____ TEXTO DE ORIGEM

O atual sistema de justiça e segurança brasileiro foi construído por teorias como as de Nina Rodrigues, constituindo todo um procedimento que focaliza, na criança e no adolescente negra(o), a política de repressão e criminalização da infância e juventude brasileira, que se fundamenta, exatamente, pelo racismo original desse sistema.
Não nos surpreende, infelizmente, que a campanha midiática pela redução da maioridade penal deturpe os números da violência para induzir a sociedade a fortalecer o senso comum de que o problema está na garantia de direitos da criança e do adolescente.
A Constituição Federal, de 1988, e o Estatuto da Criança e do Adolescente, de 1990, por adotarem a doutrina da proteção integral desenvolvida na normativa internacional de direitos humanos, incomoda profundamente a quem ainda defende a perspectiva da teoria do discernimento e quer situar a questão da infância, adolescência e juventude na política de segurança pública, e não em uma política de proteção social específica para tais segmentos.
É preciso lembrar que, de acordo com pesquisa do Ilanud, dos atos infracionais cometidos no país, apenas 10% são cometidos por adolescentes, em geral conduzidos e acompanhados por adultos. Ressalve-se: no crime que está sendo utilizado para manipular a opinião pública em favor da redução, inclusive, dentre os vários envolvidos, havia apenas um adolescente.

________

__LISTA DE TAREFAS__
**a)** Liste todas as teorias e doutrinas citadas no texto sobre a maioridade penal.
**b)** Responda com base no texto sobre a maioridade penal:
(i) De que ano é o Estatuto da Criança e do Adolescente?
(ii) Segundo a pesquisa do Ilanud, que porcentagem dos atos infracionais cometidos no país é cometida por adolescentes?
(iii) Quantos adolescentes havia entre os envolvidos no crime utilizado para manipular a opinião pública?
**c)** Retome o texto sobre a maioridade penal e dê continuidade a ele a partir da última frase.

____ DADOS REGISTRADOS

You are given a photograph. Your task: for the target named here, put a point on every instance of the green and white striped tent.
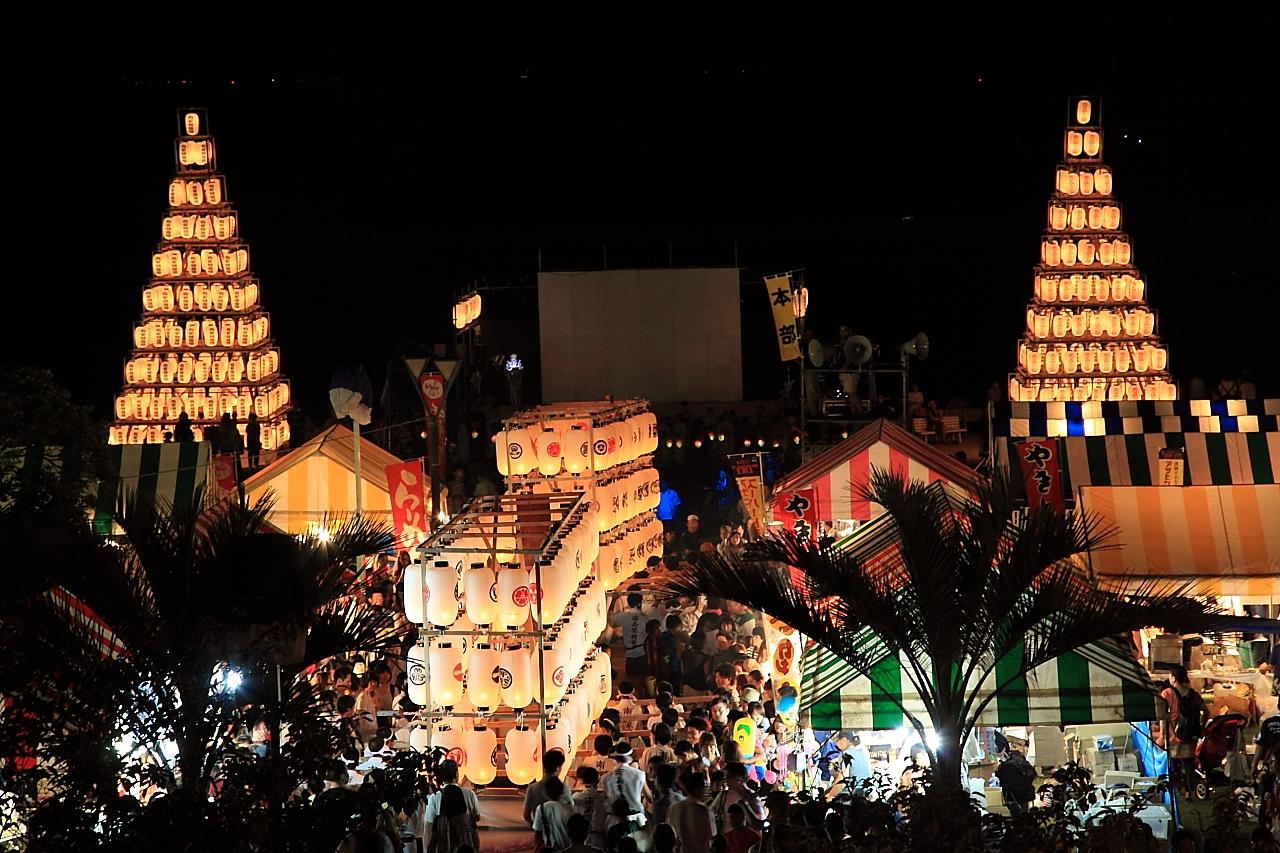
(168, 471)
(1100, 683)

________

__RESPOSTAS DO EXERCÍCIO__
**a)**
- as teorias de Nina Rodrigues
- a doutrina da proteção integral
- a teoria do discernimento

**b)**
(i) De 1990.
(ii) Apenas 10%.
(iii) Apenas um.

**c)**
Por outro lado, é a infância e juventude o segmento mais atingido pela violência no país. Em relação à violência letal, o Relatório de Desenvolvimento Humano, 2005, do PNUD, demonstra que as estatísticas dão o perfil do alvo preferencial da vítima dos homicídios: ser preto, jovem, de sexo masculino e solteiro. O que poderia suscitar uma política especial de garantia de direitos, no sentido de mudar esse índice, porém, suscita, erroneamente, a defesa de mais violações de direitos: incluir adolescentes na população carcerária como proposta para a segurança pública.
Além de contraditória, visto que transforma o grupo vulnerabilizado – a adolescência e juventude – em culpado pela violência no país, expõe esse segmento a mais violações institucionalizadas, pertinentes à violência policial.
Ainda pelo Relatório de Desenvolvimento Humano, uma pesquisa de registros de ocorrência envolvendo policiais da Polícia Civil do Rio de Janeiro, entre janeiro de 1993 e julho de 1996, verificou 1.194 “incidentes” que resultaram em 991 civis mortos, incluindo mortes acidentais entre tiroteios. Desses dados, brancos – que constituíam 60% da população geral e 40% da população carcerária – eram 30% das vítimas. Os pretos – que eram apenas 8% da população geral (sem a contagem dos pardos, para a verificação do número total de negros) – totalizavam 33% dos presos e 30% dos assassinados por policiais. O desequilíbrio é explícito pela desproporção absurda.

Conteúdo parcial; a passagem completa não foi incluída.